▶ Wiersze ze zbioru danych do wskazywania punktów
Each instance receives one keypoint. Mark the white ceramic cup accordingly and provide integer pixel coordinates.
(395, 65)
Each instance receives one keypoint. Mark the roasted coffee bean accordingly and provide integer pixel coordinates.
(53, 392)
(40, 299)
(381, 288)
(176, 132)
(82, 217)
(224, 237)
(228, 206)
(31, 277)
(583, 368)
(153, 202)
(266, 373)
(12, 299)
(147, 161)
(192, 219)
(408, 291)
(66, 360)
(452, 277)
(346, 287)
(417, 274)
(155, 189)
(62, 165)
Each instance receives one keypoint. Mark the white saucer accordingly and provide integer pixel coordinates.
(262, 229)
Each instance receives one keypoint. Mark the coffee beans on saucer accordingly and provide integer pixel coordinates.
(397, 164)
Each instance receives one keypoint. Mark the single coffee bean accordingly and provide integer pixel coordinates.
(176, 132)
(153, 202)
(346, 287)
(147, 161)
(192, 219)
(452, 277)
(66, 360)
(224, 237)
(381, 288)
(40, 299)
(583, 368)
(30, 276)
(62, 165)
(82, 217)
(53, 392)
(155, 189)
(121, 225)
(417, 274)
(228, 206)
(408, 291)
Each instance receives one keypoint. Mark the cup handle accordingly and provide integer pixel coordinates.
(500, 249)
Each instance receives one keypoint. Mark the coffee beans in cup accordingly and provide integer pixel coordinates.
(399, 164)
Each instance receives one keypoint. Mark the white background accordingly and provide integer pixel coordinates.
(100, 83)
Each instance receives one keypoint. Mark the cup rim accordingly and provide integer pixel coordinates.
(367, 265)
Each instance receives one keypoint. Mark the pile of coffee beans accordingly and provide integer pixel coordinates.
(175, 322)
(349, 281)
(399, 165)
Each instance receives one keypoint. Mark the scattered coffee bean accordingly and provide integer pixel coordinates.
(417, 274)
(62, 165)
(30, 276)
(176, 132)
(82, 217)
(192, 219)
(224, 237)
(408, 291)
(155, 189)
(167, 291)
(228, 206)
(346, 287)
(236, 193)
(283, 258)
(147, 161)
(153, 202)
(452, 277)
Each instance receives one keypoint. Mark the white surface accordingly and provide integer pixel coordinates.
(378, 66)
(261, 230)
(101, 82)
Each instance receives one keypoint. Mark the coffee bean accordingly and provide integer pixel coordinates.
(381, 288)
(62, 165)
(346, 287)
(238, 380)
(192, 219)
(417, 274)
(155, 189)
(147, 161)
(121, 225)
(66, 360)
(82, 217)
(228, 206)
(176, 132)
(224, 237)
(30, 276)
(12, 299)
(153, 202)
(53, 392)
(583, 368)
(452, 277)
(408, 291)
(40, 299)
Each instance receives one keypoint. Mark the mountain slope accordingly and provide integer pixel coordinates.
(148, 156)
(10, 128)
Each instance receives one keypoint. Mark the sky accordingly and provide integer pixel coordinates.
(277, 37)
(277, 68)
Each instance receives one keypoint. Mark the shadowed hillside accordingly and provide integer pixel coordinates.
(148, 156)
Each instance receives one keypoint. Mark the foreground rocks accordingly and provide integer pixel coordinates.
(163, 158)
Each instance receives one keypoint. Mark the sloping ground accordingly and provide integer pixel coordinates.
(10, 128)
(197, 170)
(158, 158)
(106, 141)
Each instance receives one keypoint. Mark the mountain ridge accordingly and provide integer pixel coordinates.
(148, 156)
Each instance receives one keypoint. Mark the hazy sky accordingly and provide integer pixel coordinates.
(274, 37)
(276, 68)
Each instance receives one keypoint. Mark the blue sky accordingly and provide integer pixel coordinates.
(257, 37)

▶ Cel
Czy możesz wypisać wszystkie powyższe wiersze, od pierwszego do ostatniego, bez żadnych zmian?

▶ Odpowiedź
Each instance receives one keypoint. Mark the white ceramic cup accordingly and provide integer pixel coordinates.
(395, 65)
Each instance receives one keypoint. Mark the roasted coffee bean accordingly and provide integer pixel coordinates.
(53, 392)
(40, 299)
(381, 288)
(176, 132)
(82, 217)
(224, 237)
(228, 206)
(31, 277)
(583, 368)
(153, 202)
(266, 373)
(12, 299)
(147, 161)
(192, 219)
(408, 291)
(66, 360)
(452, 277)
(346, 287)
(417, 274)
(155, 189)
(62, 165)
Each instance receives one keypoint. Mark the white saucer accordingly and provide integer pixel coordinates.
(262, 229)
Each instance receives one keypoint. Mark the coffee beans on saucer accordingly and provide integer pixel coordinates.
(397, 164)
Each instance receives one keypoint. Mark the single coffee bean accordingly and provide integer pixel coordinates.
(176, 132)
(153, 202)
(346, 287)
(147, 161)
(192, 219)
(452, 277)
(66, 360)
(224, 237)
(381, 288)
(40, 299)
(583, 368)
(30, 276)
(62, 165)
(82, 217)
(53, 392)
(155, 189)
(121, 225)
(417, 274)
(228, 206)
(408, 291)
Each instance receives one keypoint. Mark the cup handle accordingly and provide integer pixel coordinates.
(500, 249)
Each instance receives one keypoint. Mark the coffee beans in cup accordingly and provide integer pixel coordinates.
(399, 164)
Each instance receives one keypoint. Mark the white background accordingly and provide integer pixel coordinates.
(100, 83)
Each instance receives one keypoint. Mark the cup rim accordingly and provide integer pixel coordinates.
(367, 265)
Each instance receives one keypoint. Mark the pile of coffee beans accordingly and provide integer pixel coordinates.
(175, 322)
(349, 281)
(399, 165)
Each instance receives one keypoint. Mark the scattered coffee bean accordingly and provide integer pixel coordinates.
(417, 274)
(62, 165)
(30, 276)
(176, 132)
(82, 217)
(192, 219)
(224, 237)
(408, 291)
(155, 189)
(167, 291)
(228, 206)
(346, 287)
(236, 193)
(283, 258)
(147, 161)
(153, 202)
(452, 277)
Each instance receives one keypoint. Mark the white surface accordingly and provide integer pixel coordinates.
(378, 66)
(261, 230)
(101, 82)
Each instance receives one keypoint. Mark the coffee bean accordingly and provide integer pixel coordinates.
(381, 288)
(62, 165)
(346, 287)
(238, 380)
(192, 219)
(417, 274)
(155, 189)
(147, 161)
(121, 225)
(66, 360)
(82, 217)
(228, 206)
(176, 132)
(224, 237)
(30, 276)
(12, 299)
(153, 202)
(53, 392)
(583, 368)
(452, 277)
(408, 291)
(40, 299)
Each instance receives one keypoint. Mark the mountain slope accordingly and provide integer pixel coordinates.
(148, 156)
(10, 128)
Each instance receives one keypoint. Mark the sky accordingly and provide integer pixel coordinates.
(277, 37)
(277, 68)
Each instance receives one keypoint. Mark the shadowed hillside accordingly and provide integer pixel coordinates.
(148, 156)
Each instance receives one keypoint. Mark the foreground rocks accordingly and provide integer pixel coordinates.
(163, 158)
Each instance receives one keypoint. Mark the sloping ground accordingly and provide integer pixel coordinates.
(10, 128)
(197, 170)
(158, 158)
(106, 141)
Each instance receives one keypoint. Mark the mountain ridge accordingly and provide integer pixel coordinates.
(148, 156)
Each instance receives one keypoint. Mark the hazy sky accordingly and provide integer pixel coordinates.
(274, 37)
(276, 68)
Each instance receives one keypoint. Mark the blue sky accordingly and provide integer pixel coordinates.
(257, 37)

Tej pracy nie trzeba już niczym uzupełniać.